::: Task data :::

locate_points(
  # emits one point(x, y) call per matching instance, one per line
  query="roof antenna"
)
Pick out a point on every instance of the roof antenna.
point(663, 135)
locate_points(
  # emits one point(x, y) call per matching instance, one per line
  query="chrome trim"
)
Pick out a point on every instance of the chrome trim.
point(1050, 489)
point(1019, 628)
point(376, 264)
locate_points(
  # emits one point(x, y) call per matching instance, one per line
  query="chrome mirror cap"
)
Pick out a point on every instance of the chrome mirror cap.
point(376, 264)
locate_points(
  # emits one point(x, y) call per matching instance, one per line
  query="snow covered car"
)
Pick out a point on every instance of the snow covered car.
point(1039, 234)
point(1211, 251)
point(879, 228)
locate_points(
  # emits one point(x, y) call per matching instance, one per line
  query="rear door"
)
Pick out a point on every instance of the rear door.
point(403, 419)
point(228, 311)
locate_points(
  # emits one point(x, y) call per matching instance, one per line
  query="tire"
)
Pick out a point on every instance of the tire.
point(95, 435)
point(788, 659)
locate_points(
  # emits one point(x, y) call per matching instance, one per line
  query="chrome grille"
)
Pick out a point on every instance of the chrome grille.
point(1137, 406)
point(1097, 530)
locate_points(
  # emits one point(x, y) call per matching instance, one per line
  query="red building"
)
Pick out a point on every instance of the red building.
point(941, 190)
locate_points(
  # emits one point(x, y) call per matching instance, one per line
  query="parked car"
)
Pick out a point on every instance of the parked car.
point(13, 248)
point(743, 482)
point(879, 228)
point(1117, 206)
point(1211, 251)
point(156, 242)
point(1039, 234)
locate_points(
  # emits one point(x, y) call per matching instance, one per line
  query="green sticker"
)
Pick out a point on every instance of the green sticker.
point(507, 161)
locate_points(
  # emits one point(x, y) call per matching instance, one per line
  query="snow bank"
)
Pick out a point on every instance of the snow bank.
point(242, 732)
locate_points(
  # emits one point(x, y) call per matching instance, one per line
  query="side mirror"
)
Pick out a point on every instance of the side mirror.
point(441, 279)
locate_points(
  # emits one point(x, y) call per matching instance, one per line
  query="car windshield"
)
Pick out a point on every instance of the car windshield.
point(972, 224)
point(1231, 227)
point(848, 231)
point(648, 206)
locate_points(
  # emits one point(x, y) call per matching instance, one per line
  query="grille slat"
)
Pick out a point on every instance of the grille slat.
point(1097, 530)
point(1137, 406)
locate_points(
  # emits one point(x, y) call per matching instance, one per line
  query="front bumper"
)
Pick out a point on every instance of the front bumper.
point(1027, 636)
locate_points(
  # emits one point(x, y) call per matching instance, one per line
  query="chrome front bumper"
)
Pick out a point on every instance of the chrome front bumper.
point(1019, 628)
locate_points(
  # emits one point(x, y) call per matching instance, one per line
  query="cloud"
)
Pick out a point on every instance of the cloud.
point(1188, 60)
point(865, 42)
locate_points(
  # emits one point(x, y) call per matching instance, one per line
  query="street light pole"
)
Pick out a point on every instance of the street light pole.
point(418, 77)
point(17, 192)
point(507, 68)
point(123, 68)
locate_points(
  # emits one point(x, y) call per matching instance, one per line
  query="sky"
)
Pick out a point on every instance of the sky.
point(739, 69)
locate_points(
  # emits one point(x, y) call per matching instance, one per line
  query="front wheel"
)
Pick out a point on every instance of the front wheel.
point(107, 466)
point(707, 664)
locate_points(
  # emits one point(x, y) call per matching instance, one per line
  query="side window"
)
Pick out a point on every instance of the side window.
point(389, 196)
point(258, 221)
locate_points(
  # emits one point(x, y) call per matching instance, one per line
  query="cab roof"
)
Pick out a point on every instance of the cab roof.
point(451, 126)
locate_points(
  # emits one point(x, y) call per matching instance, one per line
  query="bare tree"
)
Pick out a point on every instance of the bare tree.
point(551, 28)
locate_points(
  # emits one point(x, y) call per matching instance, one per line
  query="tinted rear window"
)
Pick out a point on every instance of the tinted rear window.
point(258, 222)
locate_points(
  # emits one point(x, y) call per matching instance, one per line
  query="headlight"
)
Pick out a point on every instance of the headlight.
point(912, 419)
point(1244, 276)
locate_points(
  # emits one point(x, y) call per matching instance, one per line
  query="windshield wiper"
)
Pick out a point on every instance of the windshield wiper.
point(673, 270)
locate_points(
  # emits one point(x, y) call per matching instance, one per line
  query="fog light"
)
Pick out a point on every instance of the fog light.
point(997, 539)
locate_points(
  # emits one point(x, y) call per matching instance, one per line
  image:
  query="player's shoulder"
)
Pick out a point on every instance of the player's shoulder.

:::

Count every line of the records that holds the string "shoulder". Write only the total.

2